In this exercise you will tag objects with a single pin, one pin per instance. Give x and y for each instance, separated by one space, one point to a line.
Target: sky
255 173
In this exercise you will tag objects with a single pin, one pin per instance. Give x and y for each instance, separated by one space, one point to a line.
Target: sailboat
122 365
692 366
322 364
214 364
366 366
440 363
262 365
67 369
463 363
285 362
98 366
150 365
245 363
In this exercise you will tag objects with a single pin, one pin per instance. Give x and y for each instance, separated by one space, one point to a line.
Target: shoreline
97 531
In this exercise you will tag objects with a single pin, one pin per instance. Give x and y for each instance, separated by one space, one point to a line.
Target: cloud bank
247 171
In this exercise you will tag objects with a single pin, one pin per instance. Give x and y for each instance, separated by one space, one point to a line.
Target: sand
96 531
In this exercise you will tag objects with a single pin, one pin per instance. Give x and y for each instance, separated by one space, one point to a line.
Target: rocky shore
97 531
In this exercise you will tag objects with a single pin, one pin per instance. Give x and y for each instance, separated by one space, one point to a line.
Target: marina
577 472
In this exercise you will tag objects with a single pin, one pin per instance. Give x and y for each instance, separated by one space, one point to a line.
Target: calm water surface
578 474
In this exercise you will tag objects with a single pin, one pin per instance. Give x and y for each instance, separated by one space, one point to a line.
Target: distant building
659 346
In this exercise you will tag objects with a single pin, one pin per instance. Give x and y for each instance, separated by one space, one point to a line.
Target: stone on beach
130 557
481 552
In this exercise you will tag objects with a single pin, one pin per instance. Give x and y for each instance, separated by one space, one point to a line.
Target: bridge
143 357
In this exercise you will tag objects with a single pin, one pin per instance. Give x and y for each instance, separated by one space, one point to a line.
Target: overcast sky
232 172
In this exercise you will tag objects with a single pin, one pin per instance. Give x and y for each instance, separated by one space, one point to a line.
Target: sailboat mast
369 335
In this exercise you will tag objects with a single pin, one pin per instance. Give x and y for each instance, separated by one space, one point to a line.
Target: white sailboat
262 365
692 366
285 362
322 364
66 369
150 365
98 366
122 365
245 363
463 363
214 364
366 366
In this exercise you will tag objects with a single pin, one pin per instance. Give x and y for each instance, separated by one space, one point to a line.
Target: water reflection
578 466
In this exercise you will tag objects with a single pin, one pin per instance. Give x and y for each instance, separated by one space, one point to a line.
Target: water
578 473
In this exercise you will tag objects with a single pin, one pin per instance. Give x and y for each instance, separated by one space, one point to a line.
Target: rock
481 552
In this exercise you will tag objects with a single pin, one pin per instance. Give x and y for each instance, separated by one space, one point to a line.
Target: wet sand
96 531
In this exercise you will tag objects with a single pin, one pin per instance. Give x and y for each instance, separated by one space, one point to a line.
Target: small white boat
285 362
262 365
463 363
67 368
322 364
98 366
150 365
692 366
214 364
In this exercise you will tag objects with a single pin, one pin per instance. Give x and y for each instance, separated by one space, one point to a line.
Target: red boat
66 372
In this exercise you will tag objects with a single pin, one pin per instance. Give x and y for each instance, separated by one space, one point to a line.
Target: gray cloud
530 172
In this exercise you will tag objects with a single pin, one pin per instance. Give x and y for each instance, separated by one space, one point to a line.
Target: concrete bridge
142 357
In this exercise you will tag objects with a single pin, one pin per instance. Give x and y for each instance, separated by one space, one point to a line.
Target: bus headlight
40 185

> **What you should do**
Find "Target: gray cloud" in the material above; set down exactly the line holding it and every line after it, through the last, and no others.

> **Solution**
Target: gray cloud
530 172
In this exercise you will tag objects with a single pin, one pin per instance. Give x and y for each instance, separated by one space, one point to a line.
Target: concrete bridge
142 357
In this exercise you will tag objects with a single pin, one pin per instance. Give x and y for each instance, separated by one space, one point to a line.
Target: bus headlight
40 185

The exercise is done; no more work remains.